> Required actions:
1. List every distinct hyphenated word that appears in the thread on multiprecision integer arithmetic, giving each one only once.
2. Count the lines of the entries that contain the string "submerged", treating case as significant, and give only that number.

> Text to read:
···

This is one of those situations where little-endian order is clearly more consistent and superior --- all the loops count naturally upwards from the least significant to most, the same direction as the address increments, and there are no additional "length -" calculations which would be necessary in big-endian ordering. (I don't know of any widely-used multiprecision implementation that stores limbs in big-endian order, even on a big-endian machine.)
It's not faster for the size of integers used in cryptography. The crossover point is tens of thousands of bits, much more than is sensible to use in cryptography (don't mention post-quantum RSA :p).
It's not relevant for the size of integers considered for cryptographic applications, and I doubt sheer performance is the main consideration in such applications anyway. Having said that, if you do want a simple BSD licensed library for bignums that has asymptotically fast arithmetic, there is always the bsdnt library.
The post mentioned that they want low (preferably constant) memory use to support embedded use. Unfortunately, the faster you get, the more memory you use when it comes to multiplication. For this reason, they don't even use Karatsuba or Toom-Cook multiplication.
There’s been some nice recent work on time and space efficient integer and polynomial multiplication. Of particular note in this case, you can do karatsuba with only O(log(n)) workspace, at the cost of some additional bookkeeping. See, e.g., https://www.usna.edu/Users/cs/roche/research/papers/lsmul.pd...

···

> Raw data:
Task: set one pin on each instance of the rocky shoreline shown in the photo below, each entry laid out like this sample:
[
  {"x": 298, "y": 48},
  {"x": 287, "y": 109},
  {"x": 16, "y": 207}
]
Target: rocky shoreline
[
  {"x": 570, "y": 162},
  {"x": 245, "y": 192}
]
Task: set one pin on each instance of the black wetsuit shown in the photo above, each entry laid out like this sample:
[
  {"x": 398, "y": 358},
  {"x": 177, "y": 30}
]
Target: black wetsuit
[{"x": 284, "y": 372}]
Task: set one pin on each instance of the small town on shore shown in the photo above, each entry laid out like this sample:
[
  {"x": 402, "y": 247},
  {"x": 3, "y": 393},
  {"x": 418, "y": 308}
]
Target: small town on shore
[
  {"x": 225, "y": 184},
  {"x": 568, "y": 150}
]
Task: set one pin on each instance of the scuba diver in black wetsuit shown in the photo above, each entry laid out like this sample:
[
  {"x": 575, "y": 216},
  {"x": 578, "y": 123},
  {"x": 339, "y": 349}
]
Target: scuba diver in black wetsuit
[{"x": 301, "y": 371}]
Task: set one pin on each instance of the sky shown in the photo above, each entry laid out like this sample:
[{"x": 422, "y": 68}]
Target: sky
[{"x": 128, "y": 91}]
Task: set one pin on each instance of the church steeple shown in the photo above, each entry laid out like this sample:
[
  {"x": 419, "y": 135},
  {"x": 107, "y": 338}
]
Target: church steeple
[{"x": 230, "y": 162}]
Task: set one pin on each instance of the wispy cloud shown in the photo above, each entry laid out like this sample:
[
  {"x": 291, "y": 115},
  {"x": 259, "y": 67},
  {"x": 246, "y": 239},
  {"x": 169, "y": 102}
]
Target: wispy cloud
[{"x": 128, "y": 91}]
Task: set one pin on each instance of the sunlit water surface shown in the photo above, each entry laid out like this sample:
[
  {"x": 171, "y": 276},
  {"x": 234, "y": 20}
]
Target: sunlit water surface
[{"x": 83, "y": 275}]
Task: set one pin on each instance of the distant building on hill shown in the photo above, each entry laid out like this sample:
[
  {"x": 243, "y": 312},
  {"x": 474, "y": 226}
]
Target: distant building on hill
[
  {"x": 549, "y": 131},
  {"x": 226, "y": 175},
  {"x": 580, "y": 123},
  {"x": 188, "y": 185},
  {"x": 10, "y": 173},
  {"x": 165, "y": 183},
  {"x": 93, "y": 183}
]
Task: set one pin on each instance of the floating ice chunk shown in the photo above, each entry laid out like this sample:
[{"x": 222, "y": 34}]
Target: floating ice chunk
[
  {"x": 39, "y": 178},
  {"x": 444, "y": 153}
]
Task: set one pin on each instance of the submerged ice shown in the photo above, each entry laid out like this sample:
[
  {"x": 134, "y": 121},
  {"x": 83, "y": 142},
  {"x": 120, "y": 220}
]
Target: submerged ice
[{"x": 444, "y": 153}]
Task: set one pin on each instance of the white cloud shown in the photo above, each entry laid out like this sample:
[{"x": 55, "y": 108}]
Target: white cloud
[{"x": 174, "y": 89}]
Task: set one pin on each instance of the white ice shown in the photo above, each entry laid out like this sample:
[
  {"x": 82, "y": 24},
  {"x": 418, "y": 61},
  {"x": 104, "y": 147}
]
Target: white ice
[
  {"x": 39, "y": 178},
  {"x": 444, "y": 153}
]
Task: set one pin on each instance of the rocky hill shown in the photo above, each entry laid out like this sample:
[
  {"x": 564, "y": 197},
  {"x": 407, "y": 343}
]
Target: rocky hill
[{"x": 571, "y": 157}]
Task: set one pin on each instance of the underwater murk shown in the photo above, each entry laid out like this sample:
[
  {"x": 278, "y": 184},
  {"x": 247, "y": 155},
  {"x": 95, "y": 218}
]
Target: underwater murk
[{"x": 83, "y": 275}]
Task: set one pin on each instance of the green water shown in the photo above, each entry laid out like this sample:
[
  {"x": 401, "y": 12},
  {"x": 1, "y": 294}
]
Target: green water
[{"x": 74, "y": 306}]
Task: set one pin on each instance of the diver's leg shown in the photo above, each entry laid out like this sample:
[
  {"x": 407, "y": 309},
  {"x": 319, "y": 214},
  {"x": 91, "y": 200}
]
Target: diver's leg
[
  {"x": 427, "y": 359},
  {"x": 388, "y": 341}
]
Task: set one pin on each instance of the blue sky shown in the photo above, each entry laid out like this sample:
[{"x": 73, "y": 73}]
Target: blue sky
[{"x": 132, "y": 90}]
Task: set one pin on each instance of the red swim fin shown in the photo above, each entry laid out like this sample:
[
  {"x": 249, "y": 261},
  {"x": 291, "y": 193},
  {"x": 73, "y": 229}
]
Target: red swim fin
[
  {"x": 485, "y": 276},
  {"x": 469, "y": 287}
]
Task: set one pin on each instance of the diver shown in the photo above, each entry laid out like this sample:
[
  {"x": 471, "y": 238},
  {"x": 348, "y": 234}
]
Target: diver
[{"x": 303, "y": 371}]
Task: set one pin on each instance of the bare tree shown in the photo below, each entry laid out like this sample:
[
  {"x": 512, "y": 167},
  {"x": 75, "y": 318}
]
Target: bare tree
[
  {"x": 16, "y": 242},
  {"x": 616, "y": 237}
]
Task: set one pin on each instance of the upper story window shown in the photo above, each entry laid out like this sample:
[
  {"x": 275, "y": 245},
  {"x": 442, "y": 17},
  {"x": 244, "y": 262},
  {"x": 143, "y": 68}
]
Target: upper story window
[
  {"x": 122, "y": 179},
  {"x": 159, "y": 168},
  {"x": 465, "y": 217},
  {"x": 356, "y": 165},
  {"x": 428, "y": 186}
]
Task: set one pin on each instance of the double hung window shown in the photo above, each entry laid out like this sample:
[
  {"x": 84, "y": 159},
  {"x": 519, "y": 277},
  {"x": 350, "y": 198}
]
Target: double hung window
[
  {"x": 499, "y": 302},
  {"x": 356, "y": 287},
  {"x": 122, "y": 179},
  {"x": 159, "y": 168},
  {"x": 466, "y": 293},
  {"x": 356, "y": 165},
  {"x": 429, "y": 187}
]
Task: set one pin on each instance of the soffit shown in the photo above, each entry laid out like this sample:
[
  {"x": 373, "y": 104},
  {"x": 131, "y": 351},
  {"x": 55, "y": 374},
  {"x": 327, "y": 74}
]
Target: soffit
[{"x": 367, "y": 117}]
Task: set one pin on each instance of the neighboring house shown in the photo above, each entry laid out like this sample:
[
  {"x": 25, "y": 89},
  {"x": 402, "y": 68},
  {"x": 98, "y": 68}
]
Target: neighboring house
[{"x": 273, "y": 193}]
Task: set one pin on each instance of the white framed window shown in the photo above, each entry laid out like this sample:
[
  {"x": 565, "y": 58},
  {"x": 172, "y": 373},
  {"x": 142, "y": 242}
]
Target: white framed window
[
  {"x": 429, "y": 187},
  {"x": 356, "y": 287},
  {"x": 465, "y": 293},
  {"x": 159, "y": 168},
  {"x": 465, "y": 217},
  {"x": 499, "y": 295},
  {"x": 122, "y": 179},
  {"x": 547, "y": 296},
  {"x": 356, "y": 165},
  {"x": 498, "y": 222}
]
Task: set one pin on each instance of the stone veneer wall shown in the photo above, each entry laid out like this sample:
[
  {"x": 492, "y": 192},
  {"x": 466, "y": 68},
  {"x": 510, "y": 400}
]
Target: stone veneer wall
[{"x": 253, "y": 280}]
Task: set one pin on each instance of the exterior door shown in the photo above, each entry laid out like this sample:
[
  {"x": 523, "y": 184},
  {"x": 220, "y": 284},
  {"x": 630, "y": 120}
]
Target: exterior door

···

> Problem solutions:
1. little-endian, big-endian, widely-used, post-quantum, Toom-Cook

2. 2